__Task prompt__
Replace every "blue jeans" with "denim pants" in the lines of the records starting at the line that contains "task: segment the blue jeans" and ending at the line that contains "M 339 706 L". Give only those lines, with everything else unchanged.
--- start Supplied data ---
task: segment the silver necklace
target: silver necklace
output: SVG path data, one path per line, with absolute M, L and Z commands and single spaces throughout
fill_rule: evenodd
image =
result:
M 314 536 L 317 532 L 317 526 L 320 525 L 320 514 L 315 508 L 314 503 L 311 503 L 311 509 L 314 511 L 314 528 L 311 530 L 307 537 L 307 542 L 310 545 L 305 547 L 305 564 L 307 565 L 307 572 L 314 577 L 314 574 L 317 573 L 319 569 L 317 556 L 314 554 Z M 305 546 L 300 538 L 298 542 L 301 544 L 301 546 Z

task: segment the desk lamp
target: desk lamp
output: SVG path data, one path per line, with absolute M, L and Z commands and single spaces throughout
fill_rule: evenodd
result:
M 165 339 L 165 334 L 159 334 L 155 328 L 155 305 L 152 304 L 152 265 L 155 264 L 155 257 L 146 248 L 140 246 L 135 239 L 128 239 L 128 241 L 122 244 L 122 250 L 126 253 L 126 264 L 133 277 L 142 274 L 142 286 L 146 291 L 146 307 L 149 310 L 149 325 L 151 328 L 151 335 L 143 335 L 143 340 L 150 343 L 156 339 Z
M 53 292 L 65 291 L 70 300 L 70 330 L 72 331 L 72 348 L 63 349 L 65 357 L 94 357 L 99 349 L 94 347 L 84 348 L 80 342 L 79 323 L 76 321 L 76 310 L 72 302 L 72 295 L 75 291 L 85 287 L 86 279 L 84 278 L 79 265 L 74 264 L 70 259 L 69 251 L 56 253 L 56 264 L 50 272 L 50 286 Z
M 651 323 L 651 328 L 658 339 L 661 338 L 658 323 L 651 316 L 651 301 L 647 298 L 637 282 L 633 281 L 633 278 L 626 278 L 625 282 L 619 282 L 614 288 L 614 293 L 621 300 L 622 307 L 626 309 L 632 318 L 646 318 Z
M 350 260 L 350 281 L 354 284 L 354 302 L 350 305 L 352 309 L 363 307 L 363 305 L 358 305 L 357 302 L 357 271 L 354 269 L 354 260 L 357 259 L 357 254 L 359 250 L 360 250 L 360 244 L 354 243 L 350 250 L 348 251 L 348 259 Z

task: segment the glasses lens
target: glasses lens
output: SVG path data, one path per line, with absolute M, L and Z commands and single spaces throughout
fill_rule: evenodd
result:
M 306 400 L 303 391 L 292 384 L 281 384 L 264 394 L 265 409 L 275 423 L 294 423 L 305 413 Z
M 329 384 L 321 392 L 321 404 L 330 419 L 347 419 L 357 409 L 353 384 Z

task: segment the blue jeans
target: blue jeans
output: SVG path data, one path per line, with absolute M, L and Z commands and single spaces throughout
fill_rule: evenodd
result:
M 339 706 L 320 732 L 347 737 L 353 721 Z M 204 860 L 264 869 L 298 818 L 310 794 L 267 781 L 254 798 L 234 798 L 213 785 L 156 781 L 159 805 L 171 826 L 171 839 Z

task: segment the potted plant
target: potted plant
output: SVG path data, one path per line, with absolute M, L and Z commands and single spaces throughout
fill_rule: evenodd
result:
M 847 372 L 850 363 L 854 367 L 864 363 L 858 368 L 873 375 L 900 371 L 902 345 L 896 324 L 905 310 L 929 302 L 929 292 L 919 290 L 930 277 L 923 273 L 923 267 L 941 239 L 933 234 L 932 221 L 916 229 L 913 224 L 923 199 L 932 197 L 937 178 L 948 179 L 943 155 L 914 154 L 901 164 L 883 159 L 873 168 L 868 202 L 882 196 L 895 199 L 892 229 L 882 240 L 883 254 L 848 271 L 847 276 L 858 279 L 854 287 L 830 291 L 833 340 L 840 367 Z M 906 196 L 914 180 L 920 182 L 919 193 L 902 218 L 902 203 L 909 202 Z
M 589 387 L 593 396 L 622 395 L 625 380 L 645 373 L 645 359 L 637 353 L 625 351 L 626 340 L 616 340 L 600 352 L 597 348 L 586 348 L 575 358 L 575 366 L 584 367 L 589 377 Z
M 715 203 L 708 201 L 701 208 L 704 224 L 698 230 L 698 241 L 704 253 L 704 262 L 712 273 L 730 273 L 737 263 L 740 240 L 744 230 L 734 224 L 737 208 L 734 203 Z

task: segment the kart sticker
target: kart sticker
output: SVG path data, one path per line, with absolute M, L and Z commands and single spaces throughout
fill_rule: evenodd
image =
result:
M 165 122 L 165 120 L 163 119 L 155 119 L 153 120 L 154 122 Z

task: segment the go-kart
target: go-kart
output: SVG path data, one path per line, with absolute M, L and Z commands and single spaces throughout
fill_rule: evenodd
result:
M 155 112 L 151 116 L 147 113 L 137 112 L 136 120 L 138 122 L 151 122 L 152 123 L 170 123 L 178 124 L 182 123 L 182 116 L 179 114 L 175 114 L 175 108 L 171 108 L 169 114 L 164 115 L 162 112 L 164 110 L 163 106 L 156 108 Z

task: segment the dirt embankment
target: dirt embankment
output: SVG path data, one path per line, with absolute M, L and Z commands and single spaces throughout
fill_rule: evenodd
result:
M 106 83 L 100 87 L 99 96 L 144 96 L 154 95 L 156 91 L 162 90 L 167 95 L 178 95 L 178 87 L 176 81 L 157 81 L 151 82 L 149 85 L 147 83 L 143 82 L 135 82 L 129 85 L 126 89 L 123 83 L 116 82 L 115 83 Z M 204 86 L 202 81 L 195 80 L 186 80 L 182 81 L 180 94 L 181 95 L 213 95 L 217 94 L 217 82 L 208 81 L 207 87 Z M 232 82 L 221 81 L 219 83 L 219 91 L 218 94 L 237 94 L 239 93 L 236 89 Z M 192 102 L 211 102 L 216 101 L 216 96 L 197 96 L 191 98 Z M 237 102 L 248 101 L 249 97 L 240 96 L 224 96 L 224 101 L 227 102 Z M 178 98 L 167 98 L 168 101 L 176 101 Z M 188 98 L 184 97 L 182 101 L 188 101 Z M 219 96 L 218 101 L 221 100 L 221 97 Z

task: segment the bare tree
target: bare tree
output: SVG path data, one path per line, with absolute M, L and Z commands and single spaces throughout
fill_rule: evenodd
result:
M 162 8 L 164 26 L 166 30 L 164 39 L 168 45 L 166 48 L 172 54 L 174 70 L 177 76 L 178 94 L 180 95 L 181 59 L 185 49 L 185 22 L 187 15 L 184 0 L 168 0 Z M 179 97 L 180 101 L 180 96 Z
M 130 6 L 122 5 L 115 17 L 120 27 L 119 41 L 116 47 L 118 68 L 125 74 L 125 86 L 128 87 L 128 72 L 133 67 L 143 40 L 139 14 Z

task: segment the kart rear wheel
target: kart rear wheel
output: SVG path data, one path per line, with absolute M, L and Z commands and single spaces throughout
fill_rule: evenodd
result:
--- end Supplied data ---
__Full response__
task: segment the denim pants
target: denim pants
output: SVG path data, one path per line, with absolute M, L and Z commands and single spaces throughout
fill_rule: evenodd
result:
M 339 706 L 320 732 L 347 737 L 353 721 Z M 204 860 L 264 869 L 298 818 L 310 794 L 267 781 L 254 798 L 234 798 L 213 785 L 156 781 L 159 805 L 171 826 L 171 839 Z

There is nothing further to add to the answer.